The input:
[Start of section]
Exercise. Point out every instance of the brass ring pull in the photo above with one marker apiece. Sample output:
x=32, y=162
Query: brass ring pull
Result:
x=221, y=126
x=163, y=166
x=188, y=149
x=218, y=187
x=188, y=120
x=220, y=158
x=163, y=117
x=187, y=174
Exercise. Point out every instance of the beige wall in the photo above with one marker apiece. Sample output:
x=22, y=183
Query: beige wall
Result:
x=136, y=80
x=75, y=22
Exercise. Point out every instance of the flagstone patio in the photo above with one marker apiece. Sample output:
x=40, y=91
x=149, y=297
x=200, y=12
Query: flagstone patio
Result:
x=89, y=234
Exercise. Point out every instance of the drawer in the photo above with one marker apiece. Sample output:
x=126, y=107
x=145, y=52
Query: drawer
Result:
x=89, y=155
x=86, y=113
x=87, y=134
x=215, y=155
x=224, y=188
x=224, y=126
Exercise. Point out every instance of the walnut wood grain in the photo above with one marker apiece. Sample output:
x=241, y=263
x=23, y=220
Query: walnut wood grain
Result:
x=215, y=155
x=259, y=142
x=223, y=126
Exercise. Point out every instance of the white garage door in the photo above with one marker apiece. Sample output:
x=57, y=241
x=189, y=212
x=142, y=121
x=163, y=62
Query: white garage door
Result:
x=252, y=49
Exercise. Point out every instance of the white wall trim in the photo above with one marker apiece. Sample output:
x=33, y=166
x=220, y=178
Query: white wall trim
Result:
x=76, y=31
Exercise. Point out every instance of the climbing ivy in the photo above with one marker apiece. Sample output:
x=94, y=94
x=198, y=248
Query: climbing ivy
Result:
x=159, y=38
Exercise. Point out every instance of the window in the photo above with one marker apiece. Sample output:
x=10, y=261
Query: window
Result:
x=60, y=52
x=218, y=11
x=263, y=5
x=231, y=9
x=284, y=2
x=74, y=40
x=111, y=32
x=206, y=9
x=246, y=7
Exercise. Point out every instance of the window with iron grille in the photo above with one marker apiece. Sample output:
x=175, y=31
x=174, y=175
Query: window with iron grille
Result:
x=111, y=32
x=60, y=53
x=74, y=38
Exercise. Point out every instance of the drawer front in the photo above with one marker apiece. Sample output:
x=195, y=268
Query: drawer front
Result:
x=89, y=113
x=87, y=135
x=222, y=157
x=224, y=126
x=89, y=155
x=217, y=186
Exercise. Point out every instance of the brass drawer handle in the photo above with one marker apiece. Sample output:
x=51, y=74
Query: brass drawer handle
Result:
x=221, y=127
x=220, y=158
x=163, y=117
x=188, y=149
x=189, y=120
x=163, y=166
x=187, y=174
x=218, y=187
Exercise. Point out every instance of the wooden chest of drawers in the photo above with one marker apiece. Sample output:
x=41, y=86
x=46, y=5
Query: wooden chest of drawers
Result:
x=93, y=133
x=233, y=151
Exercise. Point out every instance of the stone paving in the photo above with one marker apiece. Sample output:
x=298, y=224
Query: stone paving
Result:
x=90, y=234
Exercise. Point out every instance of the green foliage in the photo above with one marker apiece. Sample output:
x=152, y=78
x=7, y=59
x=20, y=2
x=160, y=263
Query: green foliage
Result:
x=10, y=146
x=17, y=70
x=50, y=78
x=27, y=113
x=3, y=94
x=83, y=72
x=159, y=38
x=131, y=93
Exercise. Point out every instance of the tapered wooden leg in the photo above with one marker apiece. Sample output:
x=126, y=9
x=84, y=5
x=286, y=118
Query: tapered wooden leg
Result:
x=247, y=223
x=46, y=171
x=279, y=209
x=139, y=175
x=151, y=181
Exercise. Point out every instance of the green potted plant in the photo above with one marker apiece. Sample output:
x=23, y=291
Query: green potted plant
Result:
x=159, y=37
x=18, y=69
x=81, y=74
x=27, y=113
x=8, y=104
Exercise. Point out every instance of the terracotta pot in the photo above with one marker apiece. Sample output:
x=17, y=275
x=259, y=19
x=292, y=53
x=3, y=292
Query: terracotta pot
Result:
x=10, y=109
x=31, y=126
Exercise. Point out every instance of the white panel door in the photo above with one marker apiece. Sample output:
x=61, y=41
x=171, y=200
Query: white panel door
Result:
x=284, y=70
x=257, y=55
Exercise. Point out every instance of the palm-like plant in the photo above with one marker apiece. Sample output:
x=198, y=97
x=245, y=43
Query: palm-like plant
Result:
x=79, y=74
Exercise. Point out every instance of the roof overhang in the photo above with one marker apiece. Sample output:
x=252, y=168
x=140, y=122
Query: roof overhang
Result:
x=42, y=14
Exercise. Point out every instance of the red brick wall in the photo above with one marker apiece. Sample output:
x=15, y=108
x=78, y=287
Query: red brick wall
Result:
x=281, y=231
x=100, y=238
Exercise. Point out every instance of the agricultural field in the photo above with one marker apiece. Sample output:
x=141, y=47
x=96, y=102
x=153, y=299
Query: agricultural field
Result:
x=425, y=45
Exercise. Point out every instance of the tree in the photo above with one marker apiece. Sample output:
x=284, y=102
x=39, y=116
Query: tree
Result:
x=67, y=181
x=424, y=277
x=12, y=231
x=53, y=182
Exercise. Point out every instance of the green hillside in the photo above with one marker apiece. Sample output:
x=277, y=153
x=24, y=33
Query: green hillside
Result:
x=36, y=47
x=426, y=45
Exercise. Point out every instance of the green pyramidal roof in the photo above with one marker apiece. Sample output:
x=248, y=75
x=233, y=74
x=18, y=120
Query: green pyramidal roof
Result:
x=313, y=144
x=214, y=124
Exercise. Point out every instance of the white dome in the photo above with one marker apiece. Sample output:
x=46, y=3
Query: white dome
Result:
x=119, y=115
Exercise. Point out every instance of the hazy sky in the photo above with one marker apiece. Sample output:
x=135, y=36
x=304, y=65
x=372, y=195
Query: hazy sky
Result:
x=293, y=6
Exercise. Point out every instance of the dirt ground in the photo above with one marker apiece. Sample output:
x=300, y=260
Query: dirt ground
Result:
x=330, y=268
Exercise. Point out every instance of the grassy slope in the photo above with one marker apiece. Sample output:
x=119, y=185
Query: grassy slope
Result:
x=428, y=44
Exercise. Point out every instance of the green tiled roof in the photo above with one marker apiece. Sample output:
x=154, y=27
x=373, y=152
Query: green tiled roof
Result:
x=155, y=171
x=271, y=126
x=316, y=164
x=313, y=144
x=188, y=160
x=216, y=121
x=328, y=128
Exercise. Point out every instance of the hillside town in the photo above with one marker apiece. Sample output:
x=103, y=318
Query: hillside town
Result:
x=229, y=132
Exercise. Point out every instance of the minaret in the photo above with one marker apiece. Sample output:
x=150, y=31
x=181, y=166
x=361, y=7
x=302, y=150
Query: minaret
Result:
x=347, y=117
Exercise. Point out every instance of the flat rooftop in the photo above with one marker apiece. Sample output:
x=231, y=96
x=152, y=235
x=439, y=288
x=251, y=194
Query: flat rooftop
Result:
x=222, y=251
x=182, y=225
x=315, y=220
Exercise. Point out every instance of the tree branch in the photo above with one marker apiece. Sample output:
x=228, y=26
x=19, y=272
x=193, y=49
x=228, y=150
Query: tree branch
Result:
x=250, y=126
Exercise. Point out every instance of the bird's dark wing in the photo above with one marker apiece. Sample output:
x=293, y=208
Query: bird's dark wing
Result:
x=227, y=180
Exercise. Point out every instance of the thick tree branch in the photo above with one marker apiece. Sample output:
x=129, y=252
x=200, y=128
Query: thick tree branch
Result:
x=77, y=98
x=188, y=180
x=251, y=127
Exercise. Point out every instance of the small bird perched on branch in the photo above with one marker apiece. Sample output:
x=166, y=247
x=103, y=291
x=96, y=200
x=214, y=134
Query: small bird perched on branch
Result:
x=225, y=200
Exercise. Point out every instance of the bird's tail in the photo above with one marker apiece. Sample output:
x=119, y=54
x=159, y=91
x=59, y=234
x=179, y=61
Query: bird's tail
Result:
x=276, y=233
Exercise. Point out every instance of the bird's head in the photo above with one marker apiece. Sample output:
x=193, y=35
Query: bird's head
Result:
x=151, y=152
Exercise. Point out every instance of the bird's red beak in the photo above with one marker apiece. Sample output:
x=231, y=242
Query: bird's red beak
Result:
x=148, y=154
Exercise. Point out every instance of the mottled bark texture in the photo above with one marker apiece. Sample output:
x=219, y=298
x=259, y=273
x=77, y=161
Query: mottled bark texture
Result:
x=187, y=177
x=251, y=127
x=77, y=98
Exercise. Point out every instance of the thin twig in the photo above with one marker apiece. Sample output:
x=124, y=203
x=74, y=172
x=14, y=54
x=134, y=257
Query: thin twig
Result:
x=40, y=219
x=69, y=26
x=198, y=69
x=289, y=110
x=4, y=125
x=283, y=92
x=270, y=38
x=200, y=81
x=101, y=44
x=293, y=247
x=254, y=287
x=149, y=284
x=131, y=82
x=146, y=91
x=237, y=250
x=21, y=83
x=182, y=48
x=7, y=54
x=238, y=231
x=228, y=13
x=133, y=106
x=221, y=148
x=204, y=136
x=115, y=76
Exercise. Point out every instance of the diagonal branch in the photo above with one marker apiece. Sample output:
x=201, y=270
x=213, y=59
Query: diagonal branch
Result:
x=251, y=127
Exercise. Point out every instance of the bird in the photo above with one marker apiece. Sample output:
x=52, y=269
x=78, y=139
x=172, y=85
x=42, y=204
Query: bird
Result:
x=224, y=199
[End of section]
Work instructions: Lines that include the word "ring" are to be extracted from the data above.

Result:
Exercise. Point out every instance of the brass ring pull in the photo above with one marker apiece. Sample output:
Query: brass ring pull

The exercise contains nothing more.